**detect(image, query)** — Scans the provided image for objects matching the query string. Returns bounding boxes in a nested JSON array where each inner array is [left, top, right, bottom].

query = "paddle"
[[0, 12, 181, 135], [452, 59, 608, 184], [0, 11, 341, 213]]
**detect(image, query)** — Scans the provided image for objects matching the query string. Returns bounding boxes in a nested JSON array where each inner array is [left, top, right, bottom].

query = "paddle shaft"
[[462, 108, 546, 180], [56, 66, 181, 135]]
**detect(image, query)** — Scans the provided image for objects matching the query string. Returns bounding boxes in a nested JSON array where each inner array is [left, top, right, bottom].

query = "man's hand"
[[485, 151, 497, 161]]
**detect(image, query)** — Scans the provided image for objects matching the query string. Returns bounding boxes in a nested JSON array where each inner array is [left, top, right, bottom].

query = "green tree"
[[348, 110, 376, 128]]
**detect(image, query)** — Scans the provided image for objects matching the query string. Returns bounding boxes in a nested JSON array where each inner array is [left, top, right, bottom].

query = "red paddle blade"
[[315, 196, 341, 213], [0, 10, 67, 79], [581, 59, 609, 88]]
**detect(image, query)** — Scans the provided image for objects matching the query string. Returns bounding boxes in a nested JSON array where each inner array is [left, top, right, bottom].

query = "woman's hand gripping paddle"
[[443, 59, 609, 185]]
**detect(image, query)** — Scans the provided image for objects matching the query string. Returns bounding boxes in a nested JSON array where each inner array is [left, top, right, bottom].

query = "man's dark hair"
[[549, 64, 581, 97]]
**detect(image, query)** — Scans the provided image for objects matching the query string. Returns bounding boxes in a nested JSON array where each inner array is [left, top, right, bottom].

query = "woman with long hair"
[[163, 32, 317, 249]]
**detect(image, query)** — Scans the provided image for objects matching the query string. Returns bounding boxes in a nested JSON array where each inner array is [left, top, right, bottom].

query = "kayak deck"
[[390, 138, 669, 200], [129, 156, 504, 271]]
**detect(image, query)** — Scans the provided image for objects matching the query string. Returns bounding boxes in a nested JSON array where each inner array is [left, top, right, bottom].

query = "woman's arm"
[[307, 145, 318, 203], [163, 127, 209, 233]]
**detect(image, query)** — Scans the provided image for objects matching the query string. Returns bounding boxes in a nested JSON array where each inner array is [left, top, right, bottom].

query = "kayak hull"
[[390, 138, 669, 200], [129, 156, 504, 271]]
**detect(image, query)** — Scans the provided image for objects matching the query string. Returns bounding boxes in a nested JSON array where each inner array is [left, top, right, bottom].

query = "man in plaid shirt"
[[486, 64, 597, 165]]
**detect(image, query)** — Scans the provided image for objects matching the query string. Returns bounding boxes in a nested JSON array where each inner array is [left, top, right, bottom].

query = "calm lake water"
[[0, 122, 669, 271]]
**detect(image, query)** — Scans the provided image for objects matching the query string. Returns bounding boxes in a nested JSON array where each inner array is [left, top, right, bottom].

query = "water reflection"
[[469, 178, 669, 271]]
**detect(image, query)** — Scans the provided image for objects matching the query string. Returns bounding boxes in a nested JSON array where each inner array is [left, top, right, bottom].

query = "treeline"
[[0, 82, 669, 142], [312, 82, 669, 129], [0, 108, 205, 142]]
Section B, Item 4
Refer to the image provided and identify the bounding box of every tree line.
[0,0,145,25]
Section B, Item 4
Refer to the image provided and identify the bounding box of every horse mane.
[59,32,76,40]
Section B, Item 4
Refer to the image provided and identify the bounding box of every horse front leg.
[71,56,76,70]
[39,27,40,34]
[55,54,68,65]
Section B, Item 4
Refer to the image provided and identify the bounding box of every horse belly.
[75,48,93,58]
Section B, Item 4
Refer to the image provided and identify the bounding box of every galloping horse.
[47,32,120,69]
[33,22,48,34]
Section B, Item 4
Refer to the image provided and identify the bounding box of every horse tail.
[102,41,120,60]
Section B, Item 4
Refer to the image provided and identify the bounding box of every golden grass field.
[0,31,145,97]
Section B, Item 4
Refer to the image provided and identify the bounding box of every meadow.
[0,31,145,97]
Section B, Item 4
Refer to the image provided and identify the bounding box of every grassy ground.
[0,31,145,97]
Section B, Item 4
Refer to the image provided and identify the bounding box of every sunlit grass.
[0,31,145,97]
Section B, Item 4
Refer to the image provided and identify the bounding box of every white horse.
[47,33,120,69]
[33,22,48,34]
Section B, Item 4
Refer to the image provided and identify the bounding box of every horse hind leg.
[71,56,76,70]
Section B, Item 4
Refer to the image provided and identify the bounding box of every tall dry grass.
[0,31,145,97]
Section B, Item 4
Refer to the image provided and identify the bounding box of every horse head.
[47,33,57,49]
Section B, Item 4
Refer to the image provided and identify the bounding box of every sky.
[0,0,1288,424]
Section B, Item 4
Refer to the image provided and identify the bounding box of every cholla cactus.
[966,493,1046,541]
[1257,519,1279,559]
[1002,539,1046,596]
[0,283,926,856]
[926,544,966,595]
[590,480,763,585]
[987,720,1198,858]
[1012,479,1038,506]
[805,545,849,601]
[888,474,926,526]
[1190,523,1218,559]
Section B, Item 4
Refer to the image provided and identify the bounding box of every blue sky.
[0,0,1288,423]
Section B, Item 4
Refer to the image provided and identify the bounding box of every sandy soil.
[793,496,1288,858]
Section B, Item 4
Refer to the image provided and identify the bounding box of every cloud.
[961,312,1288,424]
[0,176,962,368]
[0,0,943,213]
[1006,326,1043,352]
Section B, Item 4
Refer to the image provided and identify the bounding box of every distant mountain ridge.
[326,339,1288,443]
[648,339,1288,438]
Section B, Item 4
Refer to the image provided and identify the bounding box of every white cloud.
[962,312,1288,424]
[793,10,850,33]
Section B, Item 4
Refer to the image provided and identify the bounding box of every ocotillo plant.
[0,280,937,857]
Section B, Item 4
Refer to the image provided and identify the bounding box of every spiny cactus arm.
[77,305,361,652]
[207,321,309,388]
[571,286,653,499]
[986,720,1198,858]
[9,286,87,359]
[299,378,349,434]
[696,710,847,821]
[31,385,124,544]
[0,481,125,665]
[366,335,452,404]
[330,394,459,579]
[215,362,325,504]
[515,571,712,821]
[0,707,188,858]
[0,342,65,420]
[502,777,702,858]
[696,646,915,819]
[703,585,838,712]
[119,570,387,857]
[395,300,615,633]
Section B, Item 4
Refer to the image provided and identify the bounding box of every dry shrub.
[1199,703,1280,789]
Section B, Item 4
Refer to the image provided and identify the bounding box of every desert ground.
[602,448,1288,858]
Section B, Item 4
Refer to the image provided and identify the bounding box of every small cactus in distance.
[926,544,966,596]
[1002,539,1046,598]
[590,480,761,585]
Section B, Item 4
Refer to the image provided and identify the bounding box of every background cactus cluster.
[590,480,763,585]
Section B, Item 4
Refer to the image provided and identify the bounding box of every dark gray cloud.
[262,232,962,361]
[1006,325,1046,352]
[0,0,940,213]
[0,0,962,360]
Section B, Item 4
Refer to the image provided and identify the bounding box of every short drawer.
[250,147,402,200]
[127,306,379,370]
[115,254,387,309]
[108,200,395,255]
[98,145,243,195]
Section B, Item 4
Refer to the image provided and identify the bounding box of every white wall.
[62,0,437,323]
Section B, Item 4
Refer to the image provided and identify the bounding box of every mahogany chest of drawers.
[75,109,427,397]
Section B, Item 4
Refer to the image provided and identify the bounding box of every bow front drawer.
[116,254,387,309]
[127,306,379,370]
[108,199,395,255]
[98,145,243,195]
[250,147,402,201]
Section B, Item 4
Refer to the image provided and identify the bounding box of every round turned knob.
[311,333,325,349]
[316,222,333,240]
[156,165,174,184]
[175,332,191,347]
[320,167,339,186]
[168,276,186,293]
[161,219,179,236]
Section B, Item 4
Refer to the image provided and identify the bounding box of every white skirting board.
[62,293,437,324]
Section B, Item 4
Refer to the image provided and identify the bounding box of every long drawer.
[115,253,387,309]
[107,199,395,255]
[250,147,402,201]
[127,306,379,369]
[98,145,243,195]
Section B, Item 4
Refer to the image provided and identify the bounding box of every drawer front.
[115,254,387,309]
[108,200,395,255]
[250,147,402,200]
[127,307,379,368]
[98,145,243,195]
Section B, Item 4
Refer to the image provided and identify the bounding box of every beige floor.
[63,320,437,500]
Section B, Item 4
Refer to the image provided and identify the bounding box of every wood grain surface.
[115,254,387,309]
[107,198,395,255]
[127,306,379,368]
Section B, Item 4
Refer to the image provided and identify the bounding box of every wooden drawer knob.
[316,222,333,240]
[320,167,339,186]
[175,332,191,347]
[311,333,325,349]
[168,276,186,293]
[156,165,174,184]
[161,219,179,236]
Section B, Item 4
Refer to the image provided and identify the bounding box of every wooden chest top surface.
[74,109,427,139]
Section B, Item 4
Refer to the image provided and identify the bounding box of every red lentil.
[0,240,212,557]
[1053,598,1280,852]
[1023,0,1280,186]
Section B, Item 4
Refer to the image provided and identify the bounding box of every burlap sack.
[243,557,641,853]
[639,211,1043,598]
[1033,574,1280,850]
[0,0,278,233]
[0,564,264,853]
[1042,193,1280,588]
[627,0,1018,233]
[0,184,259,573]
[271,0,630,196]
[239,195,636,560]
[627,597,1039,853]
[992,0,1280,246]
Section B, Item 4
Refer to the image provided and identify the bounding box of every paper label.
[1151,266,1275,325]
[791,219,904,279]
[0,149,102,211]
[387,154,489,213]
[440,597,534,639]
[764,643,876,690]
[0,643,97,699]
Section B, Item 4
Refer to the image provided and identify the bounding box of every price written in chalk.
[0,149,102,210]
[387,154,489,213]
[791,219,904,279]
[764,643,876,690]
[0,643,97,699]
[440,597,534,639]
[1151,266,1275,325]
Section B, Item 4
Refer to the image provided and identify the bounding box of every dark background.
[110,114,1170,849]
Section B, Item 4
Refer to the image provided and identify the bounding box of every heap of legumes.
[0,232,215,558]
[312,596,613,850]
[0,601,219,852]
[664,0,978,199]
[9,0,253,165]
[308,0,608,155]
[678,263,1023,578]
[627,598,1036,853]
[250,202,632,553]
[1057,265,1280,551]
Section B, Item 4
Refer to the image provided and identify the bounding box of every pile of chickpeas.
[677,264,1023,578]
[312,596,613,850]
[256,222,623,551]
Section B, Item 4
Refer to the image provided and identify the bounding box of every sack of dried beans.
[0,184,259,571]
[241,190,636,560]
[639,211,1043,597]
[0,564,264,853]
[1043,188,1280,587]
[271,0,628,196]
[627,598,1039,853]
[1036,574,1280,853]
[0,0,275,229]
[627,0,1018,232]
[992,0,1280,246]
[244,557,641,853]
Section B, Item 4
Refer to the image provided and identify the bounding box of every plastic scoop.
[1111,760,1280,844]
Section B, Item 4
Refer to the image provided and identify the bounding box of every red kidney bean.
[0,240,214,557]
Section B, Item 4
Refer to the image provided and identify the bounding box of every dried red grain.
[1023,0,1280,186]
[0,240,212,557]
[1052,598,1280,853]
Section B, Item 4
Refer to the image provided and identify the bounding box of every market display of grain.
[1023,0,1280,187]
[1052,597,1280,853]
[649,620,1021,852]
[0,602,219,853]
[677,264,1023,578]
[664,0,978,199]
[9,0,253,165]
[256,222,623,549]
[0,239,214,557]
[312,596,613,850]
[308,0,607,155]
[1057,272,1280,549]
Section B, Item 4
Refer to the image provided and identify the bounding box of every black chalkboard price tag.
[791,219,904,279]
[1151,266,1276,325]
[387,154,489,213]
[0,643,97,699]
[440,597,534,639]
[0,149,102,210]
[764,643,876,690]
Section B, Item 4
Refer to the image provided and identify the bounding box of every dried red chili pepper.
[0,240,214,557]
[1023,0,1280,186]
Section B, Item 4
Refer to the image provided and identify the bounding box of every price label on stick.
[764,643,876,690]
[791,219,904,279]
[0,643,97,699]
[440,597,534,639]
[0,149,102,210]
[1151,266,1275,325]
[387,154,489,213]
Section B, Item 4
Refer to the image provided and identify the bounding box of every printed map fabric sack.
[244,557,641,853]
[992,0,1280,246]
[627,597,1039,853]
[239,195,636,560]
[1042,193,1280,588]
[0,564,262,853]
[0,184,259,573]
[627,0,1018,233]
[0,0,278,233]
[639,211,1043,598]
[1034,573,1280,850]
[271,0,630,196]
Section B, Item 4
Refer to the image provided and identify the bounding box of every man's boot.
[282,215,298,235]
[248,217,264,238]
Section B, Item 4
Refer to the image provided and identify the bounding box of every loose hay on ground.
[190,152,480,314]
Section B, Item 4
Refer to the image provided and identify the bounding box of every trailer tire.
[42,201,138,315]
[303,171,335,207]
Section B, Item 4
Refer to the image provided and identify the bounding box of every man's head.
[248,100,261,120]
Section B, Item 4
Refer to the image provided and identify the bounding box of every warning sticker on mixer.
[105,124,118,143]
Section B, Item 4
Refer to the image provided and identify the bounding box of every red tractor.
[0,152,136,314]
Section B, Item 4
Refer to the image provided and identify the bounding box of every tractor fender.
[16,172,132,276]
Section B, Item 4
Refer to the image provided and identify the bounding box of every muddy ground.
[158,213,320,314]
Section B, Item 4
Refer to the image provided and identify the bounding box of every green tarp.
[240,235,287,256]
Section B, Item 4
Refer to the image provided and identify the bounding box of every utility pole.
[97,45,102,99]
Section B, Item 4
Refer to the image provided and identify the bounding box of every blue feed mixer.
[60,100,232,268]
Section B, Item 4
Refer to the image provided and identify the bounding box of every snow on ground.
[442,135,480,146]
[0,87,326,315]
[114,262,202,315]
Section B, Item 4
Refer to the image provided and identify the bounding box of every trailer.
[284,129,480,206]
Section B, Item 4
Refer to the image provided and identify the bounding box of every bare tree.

◆ What is needed
List each line of the records that contains the string "paddle".

◆ Solution to this task
query = "paddle"
query = "paddle shaft"
query = "red paddle blade"
query = "woman's hand gripping paddle"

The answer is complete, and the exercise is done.